### Assignment:
Every entry here needs to be repeated exactly.

_ _ _

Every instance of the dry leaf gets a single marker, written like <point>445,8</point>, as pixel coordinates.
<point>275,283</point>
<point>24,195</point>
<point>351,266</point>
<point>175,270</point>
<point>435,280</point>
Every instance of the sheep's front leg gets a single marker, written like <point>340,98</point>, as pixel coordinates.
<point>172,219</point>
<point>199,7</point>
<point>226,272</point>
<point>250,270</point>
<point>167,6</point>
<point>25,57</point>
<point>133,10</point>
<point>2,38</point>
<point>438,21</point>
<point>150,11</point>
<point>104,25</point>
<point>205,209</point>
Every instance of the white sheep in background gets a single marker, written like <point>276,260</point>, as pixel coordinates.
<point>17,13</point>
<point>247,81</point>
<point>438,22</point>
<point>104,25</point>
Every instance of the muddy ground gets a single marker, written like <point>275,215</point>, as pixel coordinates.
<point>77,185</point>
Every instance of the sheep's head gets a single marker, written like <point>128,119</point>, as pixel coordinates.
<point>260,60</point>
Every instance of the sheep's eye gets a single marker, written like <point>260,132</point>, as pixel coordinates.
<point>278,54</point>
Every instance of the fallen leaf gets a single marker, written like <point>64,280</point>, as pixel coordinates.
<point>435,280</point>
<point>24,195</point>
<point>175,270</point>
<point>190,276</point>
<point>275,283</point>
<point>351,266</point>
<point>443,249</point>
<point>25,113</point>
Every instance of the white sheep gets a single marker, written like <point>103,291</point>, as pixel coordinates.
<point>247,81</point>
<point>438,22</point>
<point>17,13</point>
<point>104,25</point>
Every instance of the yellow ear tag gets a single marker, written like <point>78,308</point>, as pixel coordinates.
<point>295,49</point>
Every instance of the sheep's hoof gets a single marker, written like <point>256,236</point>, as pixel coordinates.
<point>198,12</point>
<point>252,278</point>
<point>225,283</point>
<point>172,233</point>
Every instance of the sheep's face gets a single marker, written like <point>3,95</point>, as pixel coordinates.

_ _ _

### Written reply:
Every instance of the dry leaf gets a single marker, written like <point>445,8</point>, as pixel coordinates.
<point>275,283</point>
<point>24,195</point>
<point>351,266</point>
<point>175,270</point>
<point>435,280</point>
Every instance of the sheep's front leg gets a single marker, written like <point>340,98</point>, as pixel coordinates.
<point>172,219</point>
<point>199,7</point>
<point>226,272</point>
<point>250,270</point>
<point>167,6</point>
<point>25,57</point>
<point>133,10</point>
<point>2,38</point>
<point>438,21</point>
<point>150,11</point>
<point>104,25</point>
<point>205,209</point>
Every instance of the white sheep in background gets a single marker, written like <point>276,260</point>, as pixel coordinates.
<point>17,13</point>
<point>247,81</point>
<point>438,22</point>
<point>104,25</point>
Every instance of the muddy ground gets a single marker, written like <point>275,215</point>, as pixel coordinates.
<point>77,185</point>
Every instance of the sheep's head gets a single marker, written like <point>128,119</point>, as pixel coordinates.
<point>260,60</point>
Every instance of the sheep's eye gets a single marker, written like <point>260,132</point>, as pixel coordinates.
<point>278,54</point>
Every instance of the fallen leaf gets a single marker, written like <point>64,280</point>, as pixel coordinates.
<point>435,280</point>
<point>24,195</point>
<point>175,270</point>
<point>190,276</point>
<point>275,283</point>
<point>351,266</point>
<point>443,249</point>
<point>25,113</point>
Every instance of the white sheep gets a single marker, written like <point>103,291</point>, as pixel coordinates.
<point>247,81</point>
<point>438,22</point>
<point>17,13</point>
<point>104,25</point>
Every instance of the yellow ear tag gets a single marker, written like <point>78,308</point>, as pixel coordinates.
<point>295,49</point>
Every instance of the sheep's hoof gets a single marker, written like <point>256,236</point>, as pixel coordinates.
<point>198,12</point>
<point>252,278</point>
<point>225,283</point>
<point>172,233</point>
Every instance of the sheep's face gets a single marker, written like <point>3,95</point>, as pixel coordinates.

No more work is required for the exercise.